## SCHRIFTLICHE AUFGABE 1
Finde in den Einträgen jede Zeile, die die Zeichenfolge "green" enthält, und gib diese Zeilen unverändert wieder, wobei Groß- und Kleinschreibung zu beachten ist.

## TEXTABSCHNITT

----

Das Meereisphysik-Team – Von einfachen Werkzeugen zur Hochtechnologie

A highly sophisticated instrument: The Remotely Operated Vehicle (ROV). Photo: Christian Katlein

Vielen Menschen (inklusive Teilen dieses Blog-Teams) ist der Physikunterricht in der Schule in böser Erinnerung. Physik – oft in Kombination mit Mathe – ist allzu oft sehr abstrakt. Auf einer Polarexpedition sind die Physiker jedoch weit entfernt vom stereotypen Bild des Theoretikers, der am Rechner hochkomplexe Gleichungen knackt. Unsere Meereisphysiker schlüpfen in ihre Überlebensanzüge, beladen die Nansen-Schlitten mit schwerem Gerät und starten ihre Skidoos. Ihr Arbeitsgerät reicht dabei von extrem klassischen Holzstöcken bis hin zu hochentwickelten Unterwasserrobotern. Sie nutzen die am abgefahrensten aussehende Technologie auf der ganzen Expedition. Ziemlich überraschend, dass ihre Physik nicht nur im Kopf stattfindet, sondern sehr physisch und angewandt ist.

The sea ice physics team on the move. Photo: Monika Zabłocka
The sea ice physics team on the move. Photo: Monika Zabłocka

Mit den photogrammetrischen Messflügen über die Eisschollen rund um die Polarstern liefert das Team auch einen der wichtigsten Services für die gesamte Expedition. Die Messungen sind einerseits fundamental für ihre Wissenschaft, um Satellitendaten mit der Realität auf der Erde abzugleichen. Andererseits liefern sie eine wichtige Orientierung fürs Schiff, um unseren Weg voraus zur nächsten Station zu planen. Das Meereisphysik-Team arbeitet mit der Helicrew sowie dem Kapitän, der Fahrtleiterin und der Besatzung eng zusammen, um die beste Route durchs Eis zu finden.

Wissenschaftlich fokussiert sich die Meereisphysik darauf, Meereisdicke und –verteilung sowie Schneebedeckung mithilfe verschiedener Analysewerkzeuge zu messen und zu vergleichen. Diese Geräte reichen von Sensoren auf Fernerkundungssatelliten über elektromagnetische Geräte, die mit dem Helikopter übers Eis geschleppt werden bis hin zum Holzstock, den man in den Schnee rammt. Die Bandbreite der Messgeräte spiegelt die unterschiedlichen Skalen wider, auf denen die Kollegen das Eis qualitativ und quantitativ untersuchen. Der sogenannte EM-Bird (das elektromagnetische Messgerät) erinnert an einen Torpedo, ist jedoch mit jeder menge Sensoren vollgestopft, die entlang ausgedehnter Transsekte die Dicke und Rauheit des Meereises messen. So ist es möglich, große Eisschollen zu vermessen. Auf einer Eisscholle ausgestiegen, kommt das ROV (Remotely Operated Vehicle) zum Einsatz: Der Unterwasserroboterhängt an einem Kabel und der Pilot kann ihn direkt unter das Eis lenken. Gesteuert wird er aus dem Kontrollraum auf der Scholle, der sogenannten Bockwurstbude. Das ROV produziert großartige Fotos und Videos unter dem Eis und zeigt uns viel stärker strukturierte und zerklüftete Strukturen als man unter dem Eis erwarten würde. Gleichzeitig messen nch oben gerichtete Sensoren das Sonnenlicht, das durch das Eis gelangt. Die Menge durchscheinenden Lichts ist von vielen Faktoren abhängig, wie beispielsweise Dicke und Beschaffenheit von Eis und Schnee.

----

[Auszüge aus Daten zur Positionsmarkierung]
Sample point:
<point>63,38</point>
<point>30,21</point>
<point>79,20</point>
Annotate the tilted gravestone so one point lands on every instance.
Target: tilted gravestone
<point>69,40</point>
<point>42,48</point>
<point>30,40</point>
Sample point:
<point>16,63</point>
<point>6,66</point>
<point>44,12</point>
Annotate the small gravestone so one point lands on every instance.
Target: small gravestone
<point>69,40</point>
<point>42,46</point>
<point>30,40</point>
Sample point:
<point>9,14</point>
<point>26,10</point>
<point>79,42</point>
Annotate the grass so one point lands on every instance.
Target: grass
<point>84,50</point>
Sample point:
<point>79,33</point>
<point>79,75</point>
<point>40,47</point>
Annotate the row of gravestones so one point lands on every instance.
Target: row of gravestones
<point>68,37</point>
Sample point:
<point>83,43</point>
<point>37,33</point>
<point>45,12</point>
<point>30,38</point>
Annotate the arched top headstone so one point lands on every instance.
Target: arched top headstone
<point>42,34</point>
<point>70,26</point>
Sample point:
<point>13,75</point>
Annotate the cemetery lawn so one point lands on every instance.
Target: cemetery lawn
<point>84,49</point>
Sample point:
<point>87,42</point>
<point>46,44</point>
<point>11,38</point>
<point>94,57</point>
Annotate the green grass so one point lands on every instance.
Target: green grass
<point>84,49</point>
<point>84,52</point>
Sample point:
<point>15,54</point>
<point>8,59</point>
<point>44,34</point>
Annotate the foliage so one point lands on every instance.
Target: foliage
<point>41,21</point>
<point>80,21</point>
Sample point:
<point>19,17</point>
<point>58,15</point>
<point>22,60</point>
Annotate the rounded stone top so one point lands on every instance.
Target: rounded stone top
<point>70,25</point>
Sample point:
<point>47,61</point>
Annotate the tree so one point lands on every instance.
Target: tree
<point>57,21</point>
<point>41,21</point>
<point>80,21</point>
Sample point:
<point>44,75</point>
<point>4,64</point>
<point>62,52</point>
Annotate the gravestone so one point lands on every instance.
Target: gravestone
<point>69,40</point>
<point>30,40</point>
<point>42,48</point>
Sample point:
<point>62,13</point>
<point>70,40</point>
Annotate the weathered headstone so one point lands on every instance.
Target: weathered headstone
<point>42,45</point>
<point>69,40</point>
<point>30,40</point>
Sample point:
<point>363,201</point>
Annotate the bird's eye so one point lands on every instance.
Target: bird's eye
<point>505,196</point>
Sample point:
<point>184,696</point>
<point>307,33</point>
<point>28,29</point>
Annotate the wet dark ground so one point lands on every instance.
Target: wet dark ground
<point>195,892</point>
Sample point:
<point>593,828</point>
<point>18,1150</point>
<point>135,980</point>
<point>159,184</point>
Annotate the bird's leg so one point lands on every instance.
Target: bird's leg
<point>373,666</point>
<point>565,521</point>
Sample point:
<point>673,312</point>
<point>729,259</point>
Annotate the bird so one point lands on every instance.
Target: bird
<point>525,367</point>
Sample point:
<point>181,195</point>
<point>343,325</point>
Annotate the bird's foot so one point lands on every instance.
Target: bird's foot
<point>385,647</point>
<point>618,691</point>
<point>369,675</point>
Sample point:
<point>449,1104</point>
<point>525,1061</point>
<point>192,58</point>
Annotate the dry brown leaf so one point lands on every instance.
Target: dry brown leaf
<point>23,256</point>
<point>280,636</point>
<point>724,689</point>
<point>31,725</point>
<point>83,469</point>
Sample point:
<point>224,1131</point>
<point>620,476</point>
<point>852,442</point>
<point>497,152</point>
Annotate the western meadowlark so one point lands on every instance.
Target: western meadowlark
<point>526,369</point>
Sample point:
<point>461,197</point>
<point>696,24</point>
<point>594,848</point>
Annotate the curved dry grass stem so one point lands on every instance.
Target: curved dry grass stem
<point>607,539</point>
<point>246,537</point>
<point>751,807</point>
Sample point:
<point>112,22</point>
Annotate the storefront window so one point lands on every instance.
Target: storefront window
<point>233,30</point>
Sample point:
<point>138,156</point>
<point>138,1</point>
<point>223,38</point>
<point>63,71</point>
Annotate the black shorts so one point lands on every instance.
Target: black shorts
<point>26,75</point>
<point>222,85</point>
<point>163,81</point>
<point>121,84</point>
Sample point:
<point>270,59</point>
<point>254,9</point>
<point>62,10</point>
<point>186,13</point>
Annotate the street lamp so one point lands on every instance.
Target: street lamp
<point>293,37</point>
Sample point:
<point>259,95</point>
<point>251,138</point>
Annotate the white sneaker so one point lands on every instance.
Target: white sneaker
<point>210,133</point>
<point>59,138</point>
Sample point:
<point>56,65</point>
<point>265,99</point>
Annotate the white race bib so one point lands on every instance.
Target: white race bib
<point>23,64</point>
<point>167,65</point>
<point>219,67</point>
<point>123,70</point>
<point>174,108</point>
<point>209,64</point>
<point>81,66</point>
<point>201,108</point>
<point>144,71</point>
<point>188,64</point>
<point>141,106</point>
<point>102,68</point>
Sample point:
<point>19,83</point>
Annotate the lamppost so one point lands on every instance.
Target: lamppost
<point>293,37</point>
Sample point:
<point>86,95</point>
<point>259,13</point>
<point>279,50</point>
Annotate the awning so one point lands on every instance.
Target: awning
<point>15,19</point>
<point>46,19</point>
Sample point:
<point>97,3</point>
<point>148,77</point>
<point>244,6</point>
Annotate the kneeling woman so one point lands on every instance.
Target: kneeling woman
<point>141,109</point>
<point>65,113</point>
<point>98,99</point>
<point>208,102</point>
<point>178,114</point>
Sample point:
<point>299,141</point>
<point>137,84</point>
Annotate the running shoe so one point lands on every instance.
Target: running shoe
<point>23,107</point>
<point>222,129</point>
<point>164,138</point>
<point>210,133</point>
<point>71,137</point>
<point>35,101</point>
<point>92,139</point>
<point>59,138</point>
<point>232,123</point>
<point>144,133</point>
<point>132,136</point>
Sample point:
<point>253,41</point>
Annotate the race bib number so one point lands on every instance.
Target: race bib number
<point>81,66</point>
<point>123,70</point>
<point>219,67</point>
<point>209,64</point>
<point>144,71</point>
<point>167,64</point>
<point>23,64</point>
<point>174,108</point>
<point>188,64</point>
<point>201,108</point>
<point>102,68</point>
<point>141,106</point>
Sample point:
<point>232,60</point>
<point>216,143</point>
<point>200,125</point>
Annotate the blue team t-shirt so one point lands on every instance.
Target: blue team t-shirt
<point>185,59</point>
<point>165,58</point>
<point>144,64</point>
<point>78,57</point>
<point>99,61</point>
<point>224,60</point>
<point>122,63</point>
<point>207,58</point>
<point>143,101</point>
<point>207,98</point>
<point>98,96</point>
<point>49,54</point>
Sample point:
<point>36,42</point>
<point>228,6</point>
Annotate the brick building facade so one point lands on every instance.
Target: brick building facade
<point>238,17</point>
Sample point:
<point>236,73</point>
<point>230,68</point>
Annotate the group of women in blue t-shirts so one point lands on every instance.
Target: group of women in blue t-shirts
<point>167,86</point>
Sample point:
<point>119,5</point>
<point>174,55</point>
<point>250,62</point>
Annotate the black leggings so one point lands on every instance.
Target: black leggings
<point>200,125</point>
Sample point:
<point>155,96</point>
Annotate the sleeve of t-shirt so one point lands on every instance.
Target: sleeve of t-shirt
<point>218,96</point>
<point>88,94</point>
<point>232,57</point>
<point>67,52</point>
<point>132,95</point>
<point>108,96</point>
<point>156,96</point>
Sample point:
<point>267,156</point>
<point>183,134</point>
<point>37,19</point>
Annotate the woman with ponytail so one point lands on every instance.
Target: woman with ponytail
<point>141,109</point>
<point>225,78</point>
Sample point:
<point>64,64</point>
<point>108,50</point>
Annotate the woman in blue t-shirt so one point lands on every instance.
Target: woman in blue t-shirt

----

## SCHRIFTLICHE AUFGABE 2
Prüfe für jede der folgenden Aussagen, ob sie mit dem Text über das Meereisphysik-Team übereinstimmt, und antworte jeweils mit Ja oder Nein samt wörtlichem Zitat der entscheidenden Textstelle.
(a) Das ROV wird aus einem Kontrollraum auf der Scholle gesteuert, der Bockwurstbude genannt wird.
(b) Die Meereisphysiker arbeiten ausschließlich mit hochentwickelten Geräten.
(c) Die Messflüge helfen auch bei der Planung des Weges für das Schiff.

## SCHRIFTLICHE ANTWORT 1
Annotate the green grass so one point lands on every instance.
Target: green grass

## SCHRIFTLICHE ANTWORT 2
(a) Ja: „Gesteuert wird er aus dem Kontrollraum auf der Scholle, der sogenannten Bockwurstbude.“
(b) Nein: „Ihr Arbeitsgerät reicht dabei von extrem klassischen Holzstöcken bis hin zu hochentwickelten Unterwasserrobotern.“
(c) Ja: „Andererseits liefern sie eine wichtige Orientierung fürs Schiff, um unseren Weg voraus zur nächsten Station zu planen.“